Instructions for the task: Work through the listing below and count the lines that hold "tree". Answer with the number alone.

━━ Provided data ━━

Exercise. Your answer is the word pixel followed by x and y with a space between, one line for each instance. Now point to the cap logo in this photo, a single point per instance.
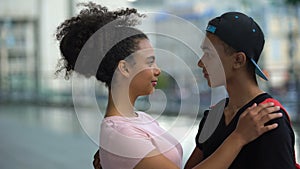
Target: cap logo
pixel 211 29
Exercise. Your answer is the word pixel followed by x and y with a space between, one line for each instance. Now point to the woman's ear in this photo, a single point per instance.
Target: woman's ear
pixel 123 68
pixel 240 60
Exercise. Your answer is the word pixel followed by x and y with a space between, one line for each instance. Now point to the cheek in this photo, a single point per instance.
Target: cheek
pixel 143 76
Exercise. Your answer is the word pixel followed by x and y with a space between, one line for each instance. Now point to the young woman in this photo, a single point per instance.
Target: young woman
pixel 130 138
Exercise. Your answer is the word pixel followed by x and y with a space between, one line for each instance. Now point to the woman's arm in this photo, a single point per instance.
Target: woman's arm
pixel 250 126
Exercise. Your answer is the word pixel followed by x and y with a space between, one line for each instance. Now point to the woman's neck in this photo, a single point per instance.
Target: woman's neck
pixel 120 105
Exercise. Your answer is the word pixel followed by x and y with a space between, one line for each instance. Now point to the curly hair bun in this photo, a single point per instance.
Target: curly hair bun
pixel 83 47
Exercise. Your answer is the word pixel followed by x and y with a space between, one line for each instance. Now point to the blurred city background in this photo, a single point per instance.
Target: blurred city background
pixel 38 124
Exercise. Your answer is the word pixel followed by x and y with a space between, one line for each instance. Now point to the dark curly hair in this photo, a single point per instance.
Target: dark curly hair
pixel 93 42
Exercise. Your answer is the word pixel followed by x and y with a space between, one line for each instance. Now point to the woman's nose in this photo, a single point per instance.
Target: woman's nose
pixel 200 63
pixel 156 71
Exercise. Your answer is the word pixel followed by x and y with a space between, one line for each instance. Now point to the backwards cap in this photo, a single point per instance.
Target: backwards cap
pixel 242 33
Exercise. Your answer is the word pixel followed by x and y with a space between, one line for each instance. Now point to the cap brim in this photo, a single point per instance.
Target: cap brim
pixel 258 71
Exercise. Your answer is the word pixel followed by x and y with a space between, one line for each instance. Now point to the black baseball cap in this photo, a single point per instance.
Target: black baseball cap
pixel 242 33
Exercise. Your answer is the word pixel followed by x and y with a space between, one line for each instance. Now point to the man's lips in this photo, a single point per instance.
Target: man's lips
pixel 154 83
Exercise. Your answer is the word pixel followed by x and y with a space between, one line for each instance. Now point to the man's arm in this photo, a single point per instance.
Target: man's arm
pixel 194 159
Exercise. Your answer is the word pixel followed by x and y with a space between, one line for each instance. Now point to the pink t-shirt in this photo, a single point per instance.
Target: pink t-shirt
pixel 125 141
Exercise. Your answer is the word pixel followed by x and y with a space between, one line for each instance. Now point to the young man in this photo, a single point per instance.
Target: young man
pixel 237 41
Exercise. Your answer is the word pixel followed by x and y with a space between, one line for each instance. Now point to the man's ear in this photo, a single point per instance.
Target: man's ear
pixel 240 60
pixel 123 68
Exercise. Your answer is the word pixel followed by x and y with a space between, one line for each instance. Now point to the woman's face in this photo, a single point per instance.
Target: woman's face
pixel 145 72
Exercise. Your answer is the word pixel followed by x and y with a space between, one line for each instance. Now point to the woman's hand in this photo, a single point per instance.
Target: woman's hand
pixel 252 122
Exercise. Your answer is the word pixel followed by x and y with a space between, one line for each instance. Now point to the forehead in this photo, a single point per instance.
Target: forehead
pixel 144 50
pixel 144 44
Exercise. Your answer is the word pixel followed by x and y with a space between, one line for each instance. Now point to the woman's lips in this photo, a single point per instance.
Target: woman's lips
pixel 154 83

━━━
━━ Provided data ━━

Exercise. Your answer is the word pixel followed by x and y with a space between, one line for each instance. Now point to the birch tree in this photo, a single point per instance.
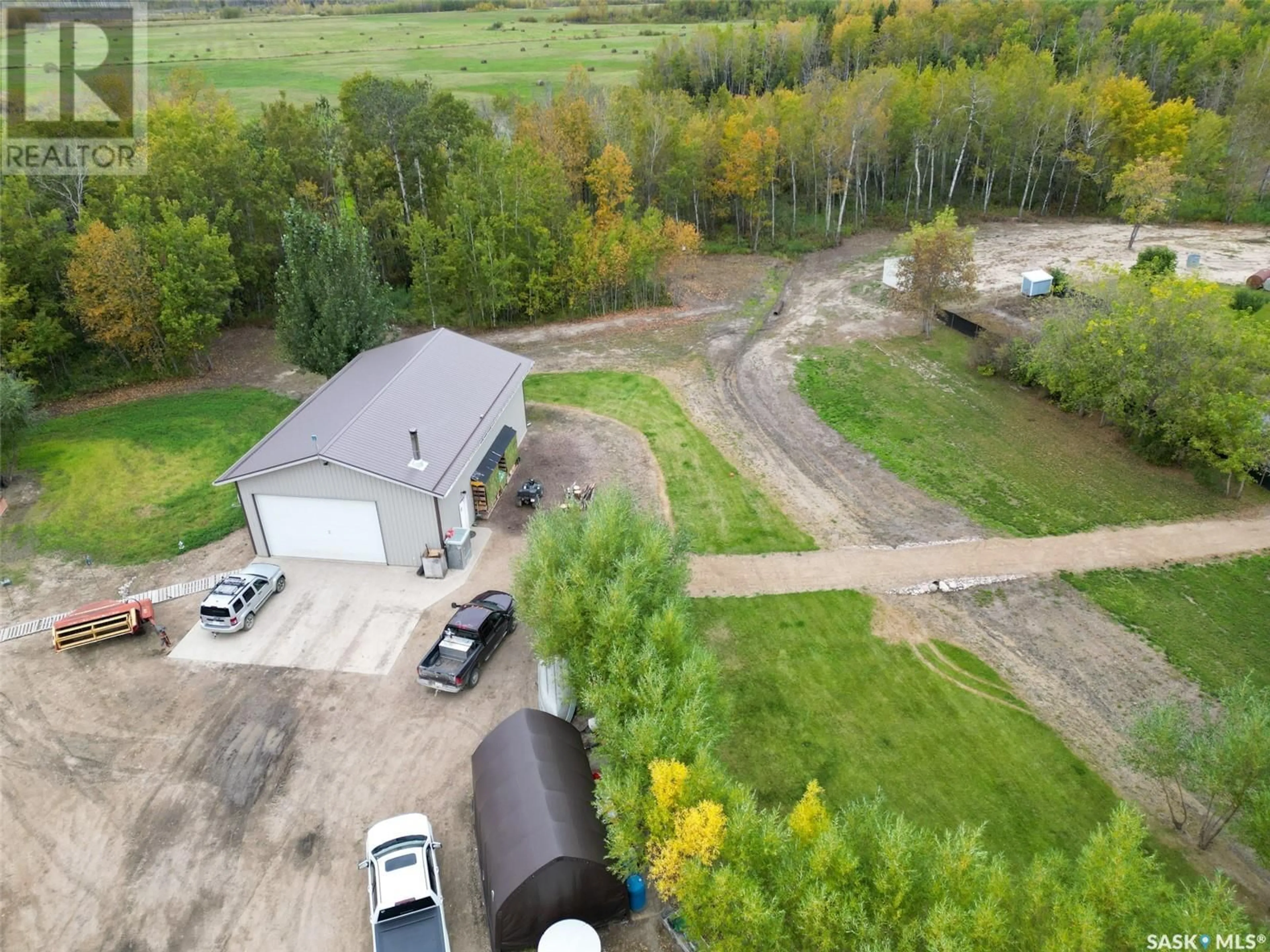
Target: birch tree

━━━
━━ Provided data ━━

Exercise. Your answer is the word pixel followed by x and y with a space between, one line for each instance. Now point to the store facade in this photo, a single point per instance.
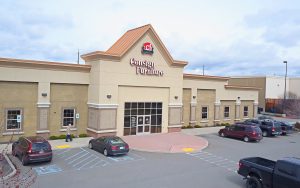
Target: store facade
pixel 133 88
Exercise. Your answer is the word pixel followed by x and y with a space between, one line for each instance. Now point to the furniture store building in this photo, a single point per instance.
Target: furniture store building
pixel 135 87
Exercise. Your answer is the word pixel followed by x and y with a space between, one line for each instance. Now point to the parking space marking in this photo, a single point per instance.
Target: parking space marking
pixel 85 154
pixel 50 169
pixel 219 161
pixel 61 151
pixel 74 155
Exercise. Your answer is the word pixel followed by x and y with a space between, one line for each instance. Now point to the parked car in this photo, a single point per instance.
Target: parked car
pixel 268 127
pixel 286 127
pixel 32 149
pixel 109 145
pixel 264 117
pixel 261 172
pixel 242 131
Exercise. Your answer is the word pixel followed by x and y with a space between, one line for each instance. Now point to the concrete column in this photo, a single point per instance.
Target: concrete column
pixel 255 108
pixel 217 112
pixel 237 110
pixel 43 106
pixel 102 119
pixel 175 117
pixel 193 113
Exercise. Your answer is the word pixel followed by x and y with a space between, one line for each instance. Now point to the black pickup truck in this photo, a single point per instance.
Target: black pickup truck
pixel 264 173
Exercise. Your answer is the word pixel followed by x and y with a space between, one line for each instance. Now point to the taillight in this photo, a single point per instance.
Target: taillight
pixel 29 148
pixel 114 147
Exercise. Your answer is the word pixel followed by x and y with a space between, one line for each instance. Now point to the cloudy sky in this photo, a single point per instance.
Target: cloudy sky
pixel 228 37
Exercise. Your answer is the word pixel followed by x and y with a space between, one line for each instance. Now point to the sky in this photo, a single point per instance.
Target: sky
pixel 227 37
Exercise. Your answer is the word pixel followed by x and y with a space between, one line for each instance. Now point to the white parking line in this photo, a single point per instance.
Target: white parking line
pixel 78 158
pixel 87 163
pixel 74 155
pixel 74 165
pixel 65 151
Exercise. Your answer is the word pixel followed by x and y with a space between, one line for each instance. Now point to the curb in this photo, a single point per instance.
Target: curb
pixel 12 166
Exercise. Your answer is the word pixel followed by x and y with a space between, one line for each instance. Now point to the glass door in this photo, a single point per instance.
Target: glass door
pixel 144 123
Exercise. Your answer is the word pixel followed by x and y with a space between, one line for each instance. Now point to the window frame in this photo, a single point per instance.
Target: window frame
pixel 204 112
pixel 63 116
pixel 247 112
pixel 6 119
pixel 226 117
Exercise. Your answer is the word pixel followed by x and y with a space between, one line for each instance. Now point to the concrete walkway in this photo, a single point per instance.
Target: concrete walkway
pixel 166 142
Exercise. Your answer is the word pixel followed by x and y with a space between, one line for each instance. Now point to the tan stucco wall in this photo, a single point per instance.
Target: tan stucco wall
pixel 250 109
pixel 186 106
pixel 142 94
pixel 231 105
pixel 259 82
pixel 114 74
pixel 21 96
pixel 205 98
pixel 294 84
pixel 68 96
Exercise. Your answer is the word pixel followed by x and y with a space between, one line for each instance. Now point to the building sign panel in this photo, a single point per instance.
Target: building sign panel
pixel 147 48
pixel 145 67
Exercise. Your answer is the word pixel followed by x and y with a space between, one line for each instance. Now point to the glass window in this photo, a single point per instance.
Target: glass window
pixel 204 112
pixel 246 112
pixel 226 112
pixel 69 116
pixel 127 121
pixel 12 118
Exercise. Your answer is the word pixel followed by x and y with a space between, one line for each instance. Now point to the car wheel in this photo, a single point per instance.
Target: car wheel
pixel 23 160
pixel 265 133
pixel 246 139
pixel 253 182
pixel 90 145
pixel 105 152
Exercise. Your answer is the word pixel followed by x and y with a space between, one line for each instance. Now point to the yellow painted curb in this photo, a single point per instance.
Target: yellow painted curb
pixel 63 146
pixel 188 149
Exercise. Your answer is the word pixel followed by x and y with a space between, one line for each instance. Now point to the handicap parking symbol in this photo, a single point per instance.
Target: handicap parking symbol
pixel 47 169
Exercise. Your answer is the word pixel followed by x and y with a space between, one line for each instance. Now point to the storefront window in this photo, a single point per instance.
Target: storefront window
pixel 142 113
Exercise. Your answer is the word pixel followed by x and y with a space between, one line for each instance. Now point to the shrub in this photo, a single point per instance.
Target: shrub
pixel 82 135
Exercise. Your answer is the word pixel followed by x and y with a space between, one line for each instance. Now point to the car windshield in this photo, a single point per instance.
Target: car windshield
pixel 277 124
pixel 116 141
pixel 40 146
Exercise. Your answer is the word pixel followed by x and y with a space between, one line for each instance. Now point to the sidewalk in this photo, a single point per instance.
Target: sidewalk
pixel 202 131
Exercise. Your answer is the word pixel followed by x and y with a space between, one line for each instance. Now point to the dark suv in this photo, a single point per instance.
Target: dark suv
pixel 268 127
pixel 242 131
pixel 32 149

━━━

Response to the exercise: 2